Update the Kolkata metro tunneling article from "East West Metro Project at" to "into the river.", putting "historic" in place of "landmark" and leaving everything else unchanged.

* PROVIDED PASSAGE *
[BEGIN]

Challenges Faced During TBM Tunneling at East West Metro, Kolkata

With firsthand experience in the execution of the East West Metro Project, Er. Satya Narayan Kunwar, General Manager, Afcons, presents a compelling account of the extraordinary engineering, geological, logistical, and operational challenges involved in India’s first under-river metro tunnelling project beneath the Hooghly River. He highlights the meticulous planning, risk mitigation strategies, international learnings, advanced TBM tunnelling protocols, and multidisciplinary coordination that enabled the successful completion of one of India’s most complex and globally significant underground infrastructure projects.

Introduction

East West Metro Project at Kolkata has made a landmark achievement by successfully completing tunnelling beneath the mighty river Hooghly. The project has twin tunnels of 3.6 km each and 3 underground stations. The project also boasts of constructing one of the deepest metro stations (33.5m deep excavation) and an egress shaft (44.5m deep).

This is the first under river metro tunnel in India and has drawn great national and international attention due to the very challenging nature of the project. It took a lot of investigations, case studies, planning, design considerations, and logistic arrangements before plunging into the river.

What makes the project unique and more challenging

It is not only the river crossing that makes this project challenging and unique. The alignment passes through a very challenging topography necessitating tunnelling in the vicinity or directly below very old and dilapidated buildings, railway offices handling critical and sensitive operations, roads and streets brimming to the full, very busy and long railway yards, bridges and flyovers with heavy vehicular traffic, protected monuments, and illegally occupied abandoned buildings.

The geology of Kolkata and Howrah is erratic in nature. The topmost strata, especially, is very soft, weak, and prone to settlement. The presence of multiple confined high pressure aquifer systems makes the geology challenging for deep excavation posing the risk of hydraulic heave. The hydraulic heave is a phenomenon, where, after deep excavation, the remaining overburden is unable to overcome the pressure of aquifer system, lowering the factor of safety considerably and risking heave and bursting of overburden soil, and creating instability of underground structures.

Lessons from various international tunnelling projects

Underwater tunnelling has been done around the world, some with successes and some with concerns. The team studied failures that had taken place around the world and built a protocol to avoid them. For example, a tunnel flooding incident in Denmark occurred in 1991 after a weeklong cutterhead intervention, which could have been prevented if the man lock door could have been closed on time. A supply line running across the man lock door prevented door closure quickly, resulting in uncontrolled flooding.

[END]

* INFORMATION SHOWN *
[BEGIN]

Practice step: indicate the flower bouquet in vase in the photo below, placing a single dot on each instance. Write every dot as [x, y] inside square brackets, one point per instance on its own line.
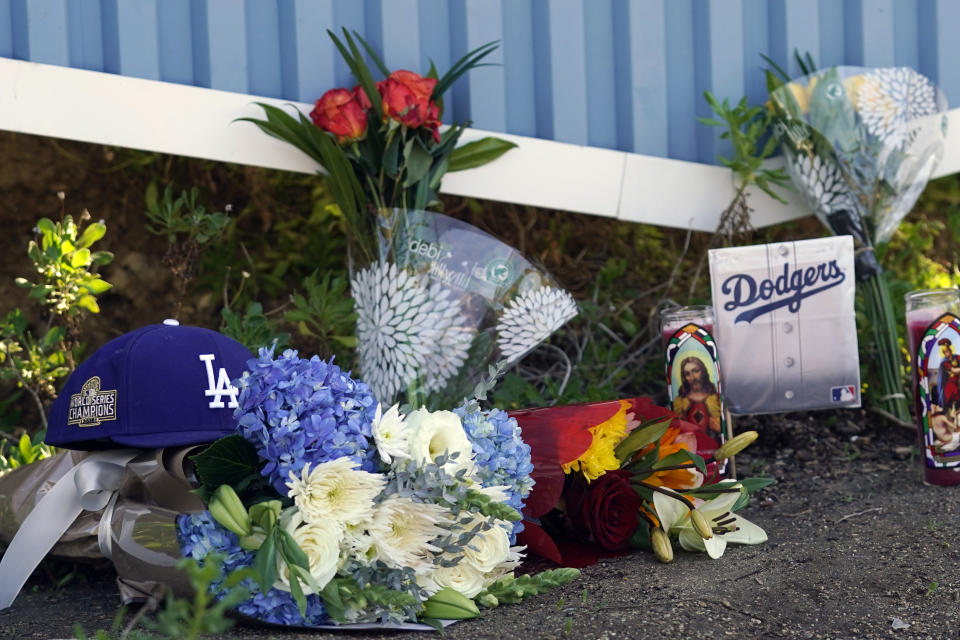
[860, 145]
[437, 299]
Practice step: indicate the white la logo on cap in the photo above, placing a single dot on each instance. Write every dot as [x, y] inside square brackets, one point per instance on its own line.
[219, 387]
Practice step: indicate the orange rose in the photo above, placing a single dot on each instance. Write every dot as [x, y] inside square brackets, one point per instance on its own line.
[406, 99]
[340, 113]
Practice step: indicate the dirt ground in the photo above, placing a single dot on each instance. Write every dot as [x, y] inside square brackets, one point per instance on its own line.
[859, 547]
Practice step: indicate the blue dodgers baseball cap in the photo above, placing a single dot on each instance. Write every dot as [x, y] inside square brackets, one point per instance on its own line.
[164, 385]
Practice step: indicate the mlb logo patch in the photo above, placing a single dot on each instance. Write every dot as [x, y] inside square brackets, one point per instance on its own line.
[843, 394]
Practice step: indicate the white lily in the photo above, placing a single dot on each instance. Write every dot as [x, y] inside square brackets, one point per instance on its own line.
[727, 526]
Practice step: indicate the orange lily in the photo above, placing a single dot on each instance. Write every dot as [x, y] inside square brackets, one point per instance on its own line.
[677, 479]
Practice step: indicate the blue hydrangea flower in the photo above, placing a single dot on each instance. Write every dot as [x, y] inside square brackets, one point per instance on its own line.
[199, 535]
[298, 411]
[278, 607]
[502, 457]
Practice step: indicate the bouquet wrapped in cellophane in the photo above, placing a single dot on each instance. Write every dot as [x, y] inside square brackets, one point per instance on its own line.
[616, 476]
[437, 299]
[325, 508]
[860, 145]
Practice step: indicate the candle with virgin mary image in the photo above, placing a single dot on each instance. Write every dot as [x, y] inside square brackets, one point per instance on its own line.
[693, 378]
[933, 329]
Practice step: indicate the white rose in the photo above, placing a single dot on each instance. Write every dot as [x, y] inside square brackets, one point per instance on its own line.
[462, 577]
[487, 549]
[320, 541]
[391, 434]
[433, 433]
[335, 490]
[402, 530]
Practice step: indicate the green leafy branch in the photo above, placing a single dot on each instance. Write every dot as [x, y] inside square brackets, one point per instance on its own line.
[188, 227]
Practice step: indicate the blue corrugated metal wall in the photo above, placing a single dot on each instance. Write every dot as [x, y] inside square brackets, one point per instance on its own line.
[621, 74]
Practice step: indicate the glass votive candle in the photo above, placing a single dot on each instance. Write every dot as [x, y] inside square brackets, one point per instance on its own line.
[933, 331]
[693, 377]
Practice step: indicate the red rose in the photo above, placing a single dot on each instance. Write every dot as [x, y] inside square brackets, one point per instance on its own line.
[338, 112]
[606, 509]
[406, 99]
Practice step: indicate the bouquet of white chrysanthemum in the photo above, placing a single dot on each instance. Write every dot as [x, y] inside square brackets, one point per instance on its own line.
[443, 300]
[349, 514]
[860, 145]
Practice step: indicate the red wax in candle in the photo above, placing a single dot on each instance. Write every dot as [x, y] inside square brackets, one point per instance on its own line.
[917, 324]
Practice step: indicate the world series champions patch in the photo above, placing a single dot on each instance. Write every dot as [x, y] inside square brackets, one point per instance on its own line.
[92, 405]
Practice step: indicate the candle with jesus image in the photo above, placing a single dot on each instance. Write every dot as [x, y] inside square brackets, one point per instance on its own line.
[693, 376]
[933, 330]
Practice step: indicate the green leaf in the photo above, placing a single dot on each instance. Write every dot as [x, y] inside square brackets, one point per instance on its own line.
[227, 461]
[297, 592]
[333, 602]
[359, 69]
[640, 437]
[754, 483]
[478, 153]
[89, 303]
[291, 551]
[101, 257]
[461, 66]
[680, 457]
[265, 563]
[80, 258]
[95, 285]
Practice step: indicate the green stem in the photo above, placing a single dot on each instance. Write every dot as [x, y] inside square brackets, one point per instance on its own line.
[667, 492]
[891, 397]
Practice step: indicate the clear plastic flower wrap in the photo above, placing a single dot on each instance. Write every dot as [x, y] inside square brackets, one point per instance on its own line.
[339, 514]
[442, 301]
[860, 145]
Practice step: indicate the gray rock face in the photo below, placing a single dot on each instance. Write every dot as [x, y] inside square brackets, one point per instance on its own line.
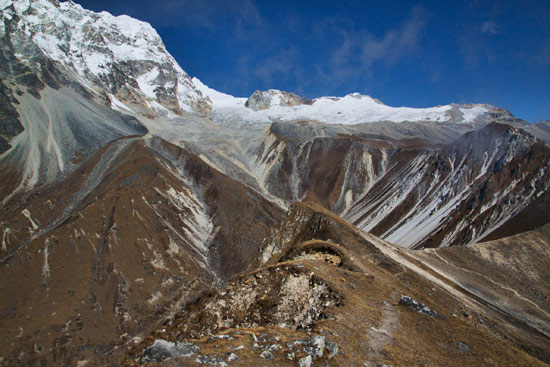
[162, 350]
[306, 362]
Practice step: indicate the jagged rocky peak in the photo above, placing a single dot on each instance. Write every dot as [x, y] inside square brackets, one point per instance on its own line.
[119, 57]
[261, 100]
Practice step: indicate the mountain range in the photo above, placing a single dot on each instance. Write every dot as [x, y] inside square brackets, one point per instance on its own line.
[148, 219]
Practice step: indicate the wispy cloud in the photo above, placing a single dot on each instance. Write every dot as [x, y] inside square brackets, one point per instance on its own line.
[359, 52]
[209, 15]
[489, 27]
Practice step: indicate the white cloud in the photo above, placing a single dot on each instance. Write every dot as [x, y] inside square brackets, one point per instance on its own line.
[360, 51]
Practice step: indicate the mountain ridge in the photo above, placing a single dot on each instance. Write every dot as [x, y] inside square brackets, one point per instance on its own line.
[131, 191]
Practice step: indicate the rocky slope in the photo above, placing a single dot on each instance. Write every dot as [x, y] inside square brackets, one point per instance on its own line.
[130, 190]
[332, 295]
[147, 227]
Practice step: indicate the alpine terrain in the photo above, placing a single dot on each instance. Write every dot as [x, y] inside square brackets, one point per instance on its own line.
[147, 219]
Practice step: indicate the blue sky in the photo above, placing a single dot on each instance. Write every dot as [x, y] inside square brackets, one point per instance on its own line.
[405, 53]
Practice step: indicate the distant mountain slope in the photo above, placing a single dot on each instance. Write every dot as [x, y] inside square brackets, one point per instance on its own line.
[109, 251]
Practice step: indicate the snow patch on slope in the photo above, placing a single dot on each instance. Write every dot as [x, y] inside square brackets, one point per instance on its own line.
[351, 109]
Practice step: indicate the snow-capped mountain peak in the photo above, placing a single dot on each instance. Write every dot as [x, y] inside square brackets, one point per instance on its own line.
[117, 56]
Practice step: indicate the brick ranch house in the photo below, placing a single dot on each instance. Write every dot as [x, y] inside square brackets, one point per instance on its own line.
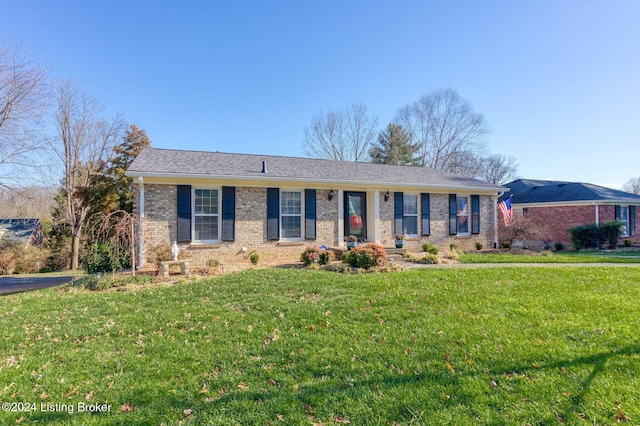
[224, 207]
[557, 206]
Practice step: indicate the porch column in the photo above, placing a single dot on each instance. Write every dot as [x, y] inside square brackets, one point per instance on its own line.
[341, 218]
[141, 224]
[373, 216]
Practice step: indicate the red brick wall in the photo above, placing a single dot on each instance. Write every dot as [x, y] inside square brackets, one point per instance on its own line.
[557, 220]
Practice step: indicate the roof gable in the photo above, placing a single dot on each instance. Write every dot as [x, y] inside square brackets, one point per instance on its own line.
[194, 164]
[528, 191]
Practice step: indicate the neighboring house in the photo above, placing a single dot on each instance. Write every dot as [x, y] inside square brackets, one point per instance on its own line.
[27, 231]
[223, 207]
[557, 206]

[END]

* RESPONSE BELOW *
East West Metro Project at Kolkata has made a historic achievement by successfully completing tunnelling beneath the mighty river Hooghly. The project has twin tunnels of 3.6 km each and 3 underground stations. The project also boasts of constructing one of the deepest metro stations (33.5m deep excavation) and an egress shaft (44.5m deep).

This is the first under river metro tunnel in India and has drawn great national and international attention due to the very challenging nature of the project. It took a lot of investigations, case studies, planning, design considerations, and logistic arrangements before plunging into the river.